___ Source extract
PARIS, AFP — A massive Indian Ocean tsunami, similar in size to the behemoth that claimed a quarter

of a million lives in December 2004, smashed into Thailand and Indonesia around 600 years ago, scientists believe.

 

The evidence comes from deposits of sand washed inland by colossal waves and preserved under layers of coastal peat, according to studies published in Thursday's issue of Nature, the London-based science journal.

The December 2004 tsunami was triggered by an earthquake of 9.2 magnitude that ripped open the Sunda Trench - the fault that zigzags up the eastern side of the Indian Ocean - along 1,500 kilometers(950 miles).

Around 220,000 people were killed in a dozen countries.

The two teams pored over coastal areas in Indonesia and Thailand, seeking sheets of sand that had been deposited in past tsunamis but had been left undisturbed by wind, rivers, storms, animals or humans.
______
___ Supplied material
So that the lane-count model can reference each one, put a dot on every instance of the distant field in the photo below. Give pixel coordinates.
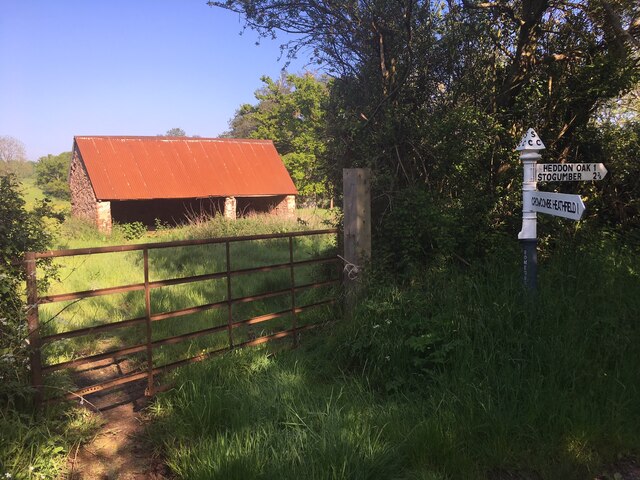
(32, 194)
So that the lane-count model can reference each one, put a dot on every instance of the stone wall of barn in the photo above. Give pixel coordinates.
(84, 203)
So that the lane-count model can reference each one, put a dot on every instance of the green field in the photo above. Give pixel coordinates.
(32, 194)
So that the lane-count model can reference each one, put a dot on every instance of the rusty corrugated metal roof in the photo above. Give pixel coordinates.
(141, 168)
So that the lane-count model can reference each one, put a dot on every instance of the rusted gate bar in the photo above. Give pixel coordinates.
(178, 243)
(229, 302)
(293, 293)
(33, 322)
(147, 307)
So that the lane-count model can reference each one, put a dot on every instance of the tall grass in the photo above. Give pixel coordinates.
(123, 268)
(460, 375)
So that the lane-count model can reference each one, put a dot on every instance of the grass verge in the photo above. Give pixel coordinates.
(459, 375)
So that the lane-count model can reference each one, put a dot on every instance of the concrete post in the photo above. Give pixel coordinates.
(103, 216)
(230, 205)
(529, 147)
(357, 228)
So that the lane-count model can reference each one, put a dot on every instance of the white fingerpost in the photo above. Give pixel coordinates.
(529, 147)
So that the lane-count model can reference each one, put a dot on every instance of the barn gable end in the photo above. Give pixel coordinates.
(84, 203)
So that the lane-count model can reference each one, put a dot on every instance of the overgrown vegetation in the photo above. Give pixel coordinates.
(32, 443)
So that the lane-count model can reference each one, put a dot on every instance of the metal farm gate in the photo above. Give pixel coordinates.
(231, 331)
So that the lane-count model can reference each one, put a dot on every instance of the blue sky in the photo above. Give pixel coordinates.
(124, 67)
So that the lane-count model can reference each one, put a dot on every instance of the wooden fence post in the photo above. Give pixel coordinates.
(33, 323)
(357, 229)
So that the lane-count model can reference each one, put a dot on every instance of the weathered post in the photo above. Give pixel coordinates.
(357, 228)
(33, 323)
(529, 147)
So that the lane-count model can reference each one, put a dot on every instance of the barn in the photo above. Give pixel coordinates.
(125, 179)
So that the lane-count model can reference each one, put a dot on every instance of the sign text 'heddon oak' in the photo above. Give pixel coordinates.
(569, 172)
(557, 204)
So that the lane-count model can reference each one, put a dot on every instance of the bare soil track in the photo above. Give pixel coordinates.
(119, 449)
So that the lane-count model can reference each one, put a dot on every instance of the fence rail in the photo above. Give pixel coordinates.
(37, 340)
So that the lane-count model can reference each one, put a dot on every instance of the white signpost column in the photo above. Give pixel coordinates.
(529, 147)
(552, 203)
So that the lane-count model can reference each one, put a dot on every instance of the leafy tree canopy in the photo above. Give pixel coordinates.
(291, 112)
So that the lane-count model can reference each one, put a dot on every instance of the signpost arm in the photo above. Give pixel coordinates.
(529, 147)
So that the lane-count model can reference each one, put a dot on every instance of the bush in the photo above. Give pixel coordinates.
(20, 231)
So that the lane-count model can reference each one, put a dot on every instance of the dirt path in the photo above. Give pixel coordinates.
(119, 449)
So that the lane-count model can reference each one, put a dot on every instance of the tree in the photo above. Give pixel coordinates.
(434, 95)
(291, 112)
(13, 158)
(52, 173)
(175, 132)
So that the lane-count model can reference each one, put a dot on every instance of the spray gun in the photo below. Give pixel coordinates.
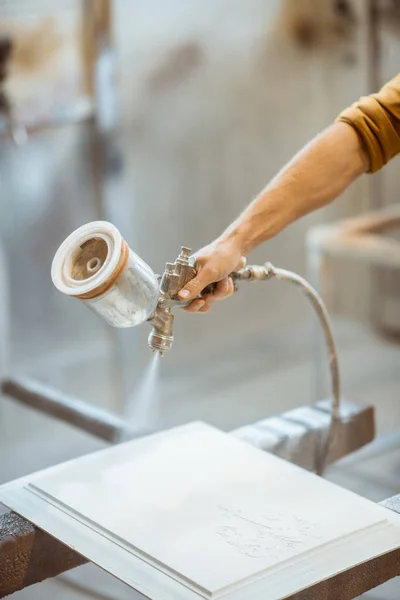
______
== Objective ==
Copy out the news report above about the ancient Indian Ocean tsunami in full, word for word.

== Worked solution ==
PARIS, AFP — A massive Indian Ocean tsunami, similar in size to the behemoth that claimed a quarter

of a million lives in December 2004, smashed into Thailand and Indonesia around 600 years ago, scientists believe.

 

The evidence comes from deposits of sand washed inland by colossal waves and preserved under layers of coastal peat, according to studies published in Thursday's issue of Nature, the London-based science journal.

The December 2004 tsunami was triggered by an earthquake of 9.2 magnitude that ripped open the Sunda Trench - the fault that zigzags up the eastern side of the Indian Ocean - along 1,500 kilometers(950 miles).

Around 220,000 people were killed in a dozen countries.

The two teams pored over coastal areas in Indonesia and Thailand, seeking sheets of sand that had been deposited in past tsunamis but had been left undisturbed by wind, rivers, storms, animals or humans.